* **EXTRACTED ENTRIES**:
• • • •

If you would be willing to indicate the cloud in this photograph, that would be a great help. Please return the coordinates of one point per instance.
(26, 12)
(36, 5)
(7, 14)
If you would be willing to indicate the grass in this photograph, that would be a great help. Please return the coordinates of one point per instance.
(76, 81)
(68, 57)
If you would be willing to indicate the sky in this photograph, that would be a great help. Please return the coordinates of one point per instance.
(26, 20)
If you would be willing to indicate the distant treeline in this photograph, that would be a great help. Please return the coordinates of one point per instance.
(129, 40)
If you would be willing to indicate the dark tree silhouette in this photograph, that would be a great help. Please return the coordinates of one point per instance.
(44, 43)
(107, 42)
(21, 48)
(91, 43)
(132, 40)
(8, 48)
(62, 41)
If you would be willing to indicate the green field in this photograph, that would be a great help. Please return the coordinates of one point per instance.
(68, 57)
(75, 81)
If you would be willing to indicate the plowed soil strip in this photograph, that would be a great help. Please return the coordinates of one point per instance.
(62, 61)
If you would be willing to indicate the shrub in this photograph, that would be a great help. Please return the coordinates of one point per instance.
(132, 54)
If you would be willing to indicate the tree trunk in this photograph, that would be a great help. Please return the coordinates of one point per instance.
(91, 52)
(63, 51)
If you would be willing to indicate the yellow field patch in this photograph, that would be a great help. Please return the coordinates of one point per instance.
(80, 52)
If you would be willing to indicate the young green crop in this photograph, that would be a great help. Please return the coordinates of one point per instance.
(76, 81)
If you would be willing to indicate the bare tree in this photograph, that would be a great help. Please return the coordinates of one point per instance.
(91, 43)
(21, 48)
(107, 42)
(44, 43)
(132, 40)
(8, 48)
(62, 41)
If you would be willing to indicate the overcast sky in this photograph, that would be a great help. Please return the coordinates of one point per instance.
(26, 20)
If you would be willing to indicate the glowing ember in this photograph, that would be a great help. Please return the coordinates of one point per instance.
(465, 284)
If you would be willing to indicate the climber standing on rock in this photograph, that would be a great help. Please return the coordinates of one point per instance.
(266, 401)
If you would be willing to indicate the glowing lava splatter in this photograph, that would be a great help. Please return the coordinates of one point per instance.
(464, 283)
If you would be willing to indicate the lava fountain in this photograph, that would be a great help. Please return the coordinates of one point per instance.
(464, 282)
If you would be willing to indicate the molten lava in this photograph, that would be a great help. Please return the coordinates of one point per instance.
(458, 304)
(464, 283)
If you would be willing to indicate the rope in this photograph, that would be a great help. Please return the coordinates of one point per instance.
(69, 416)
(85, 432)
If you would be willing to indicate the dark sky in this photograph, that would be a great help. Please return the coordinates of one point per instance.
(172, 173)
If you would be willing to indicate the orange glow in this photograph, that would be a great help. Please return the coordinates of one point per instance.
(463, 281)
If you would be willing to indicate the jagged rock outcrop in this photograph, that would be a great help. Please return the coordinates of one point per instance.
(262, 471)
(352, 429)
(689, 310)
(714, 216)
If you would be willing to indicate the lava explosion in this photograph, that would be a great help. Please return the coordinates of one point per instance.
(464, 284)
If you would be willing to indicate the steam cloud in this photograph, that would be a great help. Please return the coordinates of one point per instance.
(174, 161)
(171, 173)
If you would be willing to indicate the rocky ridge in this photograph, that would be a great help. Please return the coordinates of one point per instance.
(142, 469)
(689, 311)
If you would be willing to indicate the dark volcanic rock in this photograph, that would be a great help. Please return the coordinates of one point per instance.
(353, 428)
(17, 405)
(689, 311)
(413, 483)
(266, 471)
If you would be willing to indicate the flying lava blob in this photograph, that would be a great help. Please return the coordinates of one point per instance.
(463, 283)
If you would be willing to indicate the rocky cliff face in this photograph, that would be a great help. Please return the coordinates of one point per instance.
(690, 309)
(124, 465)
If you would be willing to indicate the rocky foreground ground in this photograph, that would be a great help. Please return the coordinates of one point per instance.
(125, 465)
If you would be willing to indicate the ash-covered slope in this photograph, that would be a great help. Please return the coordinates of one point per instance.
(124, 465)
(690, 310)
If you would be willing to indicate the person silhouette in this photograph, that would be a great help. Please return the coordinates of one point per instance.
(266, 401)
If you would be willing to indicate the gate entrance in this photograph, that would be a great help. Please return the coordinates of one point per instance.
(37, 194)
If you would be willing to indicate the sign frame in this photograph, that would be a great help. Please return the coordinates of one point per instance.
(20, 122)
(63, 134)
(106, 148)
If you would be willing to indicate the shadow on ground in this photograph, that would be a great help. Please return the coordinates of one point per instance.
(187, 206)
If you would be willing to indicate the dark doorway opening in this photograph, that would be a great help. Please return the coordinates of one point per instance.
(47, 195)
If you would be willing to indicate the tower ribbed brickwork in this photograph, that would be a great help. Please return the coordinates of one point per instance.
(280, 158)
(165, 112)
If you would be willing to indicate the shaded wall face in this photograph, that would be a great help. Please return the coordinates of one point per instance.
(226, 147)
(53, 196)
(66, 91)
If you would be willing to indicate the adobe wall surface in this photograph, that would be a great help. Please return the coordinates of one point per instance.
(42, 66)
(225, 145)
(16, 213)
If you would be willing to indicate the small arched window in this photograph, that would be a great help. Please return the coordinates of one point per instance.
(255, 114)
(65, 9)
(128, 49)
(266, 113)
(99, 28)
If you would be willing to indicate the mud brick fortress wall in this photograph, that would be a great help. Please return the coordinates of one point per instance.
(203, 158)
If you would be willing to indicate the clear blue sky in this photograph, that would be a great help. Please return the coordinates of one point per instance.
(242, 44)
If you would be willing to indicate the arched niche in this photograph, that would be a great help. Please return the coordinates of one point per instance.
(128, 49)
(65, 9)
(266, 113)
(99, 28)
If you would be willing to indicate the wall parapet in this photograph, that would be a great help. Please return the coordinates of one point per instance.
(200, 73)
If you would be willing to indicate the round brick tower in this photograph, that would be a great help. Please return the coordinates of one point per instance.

• • • •

* **EXERCISE DIRECTIONS**: Recast all of the records above as a numbered list, leaving out any blank lines.

* **RESULT**:
1. If you would be willing to indicate the cloud in this photograph, that would be a great help. Please return the coordinates of one point per instance.
2. (26, 12)
3. (36, 5)
4. (7, 14)
5. If you would be willing to indicate the grass in this photograph, that would be a great help. Please return the coordinates of one point per instance.
6. (76, 81)
7. (68, 57)
8. If you would be willing to indicate the sky in this photograph, that would be a great help. Please return the coordinates of one point per instance.
9. (26, 20)
10. If you would be willing to indicate the distant treeline in this photograph, that would be a great help. Please return the coordinates of one point per instance.
11. (129, 40)
12. If you would be willing to indicate the dark tree silhouette in this photograph, that would be a great help. Please return the coordinates of one point per instance.
13. (44, 43)
14. (107, 42)
15. (21, 48)
16. (91, 43)
17. (132, 40)
18. (8, 48)
19. (62, 41)
20. If you would be willing to indicate the green field in this photograph, that would be a great help. Please return the coordinates of one point per instance.
21. (68, 57)
22. (75, 81)
23. If you would be willing to indicate the plowed soil strip in this photograph, that would be a great help. Please return the coordinates of one point per instance.
24. (62, 61)
25. If you would be willing to indicate the shrub in this photograph, that would be a great help. Please return the coordinates of one point per instance.
26. (132, 54)
27. If you would be willing to indicate the tree trunk in this photograph, that would be a great help. Please return the coordinates of one point per instance.
28. (91, 52)
29. (63, 51)
30. If you would be willing to indicate the yellow field patch in this photograph, that would be a great help. Please return the coordinates of one point per instance.
31. (80, 52)
32. If you would be willing to indicate the young green crop in this photograph, that would be a great help. Please return the coordinates of one point per instance.
33. (76, 81)
34. If you would be willing to indicate the bare tree in this photograph, that would be a great help. Please return the coordinates of one point per instance.
35. (91, 43)
36. (21, 48)
37. (107, 42)
38. (44, 43)
39. (132, 40)
40. (8, 48)
41. (62, 41)
42. If you would be willing to indicate the overcast sky in this photograph, that would be a great help. Please return the coordinates of one point per instance.
43. (26, 20)
44. If you would be willing to indicate the glowing ember in this photograph, that would be a great help. Please return the coordinates of one point per instance.
45. (465, 284)
46. If you would be willing to indicate the climber standing on rock in this photograph, that would be a great help. Please return the coordinates of one point per instance.
47. (266, 401)
48. If you would be willing to indicate the glowing lava splatter in this photograph, that would be a great help. Please return the coordinates of one point per instance.
49. (464, 283)
50. If you would be willing to indicate the lava fountain in this photograph, that would be a great help. Please return the coordinates of one point per instance.
51. (464, 282)
52. If you would be willing to indicate the molten lava in this photograph, that would be a great help. Please return the coordinates of one point per instance.
53. (458, 304)
54. (464, 283)
55. If you would be willing to indicate the rope in this photograph, that would be a great help. Please return the coordinates of one point per instance.
56. (69, 416)
57. (85, 432)
58. If you would be willing to indicate the dark sky in this photograph, that would be a great help. Please return the coordinates of one point per instance.
59. (172, 173)
60. If you would be willing to indicate the orange glow in this photograph, that would be a great help. Please return the coordinates of one point per instance.
61. (463, 281)
62. If you would be willing to indicate the jagged rock outcrop in this photograph, that would be a great help. Please return the coordinates of one point per instance.
63. (262, 471)
64. (352, 429)
65. (689, 310)
66. (714, 216)
67. If you would be willing to indicate the lava explosion in this photograph, that would be a great help. Please return the coordinates of one point per instance.
68. (464, 284)
69. If you would be willing to indicate the steam cloud in this photograph, that would be a great help. Please return the coordinates of one point per instance.
70. (174, 161)
71. (171, 173)
72. If you would be willing to indicate the rocky ridge in this photograph, that would be a great help. Please return the coordinates of one point per instance.
73. (142, 469)
74. (689, 311)
75. If you would be willing to indicate the dark volcanic rock in this photograph, that would be a great help. Please return the coordinates of one point per instance.
76. (353, 428)
77. (17, 405)
78. (689, 311)
79. (413, 483)
80. (266, 471)
81. If you would be willing to indicate the flying lava blob in this photograph, that would be a great help. Please return the coordinates of one point per instance.
82. (463, 283)
83. If you would be willing to indicate the rocky cliff face in this photograph, that would be a great help. Please return the coordinates of one point per instance.
84. (690, 309)
85. (124, 465)
86. If you would be willing to indicate the rocky foreground ground in this photograph, that would be a great help. Please return the coordinates of one point per instance.
87. (125, 465)
88. If you would be willing to indicate the ash-covered slope in this photograph, that would be a great help. Please return the coordinates of one point per instance.
89. (124, 465)
90. (690, 310)
91. If you would be willing to indicate the person silhouette in this photograph, that would be a great help. Please return the coordinates of one point per instance.
92. (266, 401)
93. If you would be willing to indicate the gate entrance in this photograph, that would be a great help. Please return the coordinates of one point per instance.
94. (37, 194)
95. If you would be willing to indicate the sign frame in this photograph, that would be a great help. Please return the coordinates of one point per instance.
96. (20, 122)
97. (63, 134)
98. (106, 148)
99. If you would be willing to indicate the shadow on ground in this photograph, that would be a great help. Please return the coordinates of one point per instance.
100. (187, 206)
101. If you would be willing to indicate the dark doorway opening in this photograph, that would be a great help. Please return the coordinates of one point per instance.
102. (47, 195)
103. If you would be willing to indicate the tower ribbed brickwork in this photograph, that would be a great help. Please return the coordinates of one point per instance.
104. (280, 158)
105. (165, 112)
106. If you would be willing to indicate the shaded wall face in this photograph, that would be a great help. Please return the coordinates of one point per instance.
107. (226, 147)
108. (53, 196)
109. (66, 91)
110. If you would be willing to indicate the adobe wall surface in this photograph, that would be a great help. Please return the coordinates of one point per instance.
111. (42, 66)
112. (225, 145)
113. (16, 213)
114. If you would be willing to indicate the small arched window in this photograph, that would be a great help. Please return the coordinates of one point per instance.
115. (255, 114)
116. (65, 9)
117. (128, 49)
118. (266, 113)
119. (99, 28)
120. If you would be willing to indicate the mud brick fortress wall in this photograph, that would be a great help. Please return the coordinates of one point per instance.
121. (203, 158)
122. If you would be willing to indicate the clear blue sky in this photograph, that would be a great help. Please return the coordinates of one point per instance.
123. (242, 44)
124. If you would be willing to indicate the arched niche in this photograph, that would be a great help. Please return the coordinates of one point per instance.
125. (128, 49)
126. (65, 9)
127. (266, 113)
128. (99, 28)
129. If you would be willing to indicate the wall parapet in this photograph, that would be a great help. Please return the coordinates of one point per instance.
130. (200, 73)
131. If you would be willing to indicate the round brick tower in this photograph, that would be a great help. Please return the coordinates of one point per instance.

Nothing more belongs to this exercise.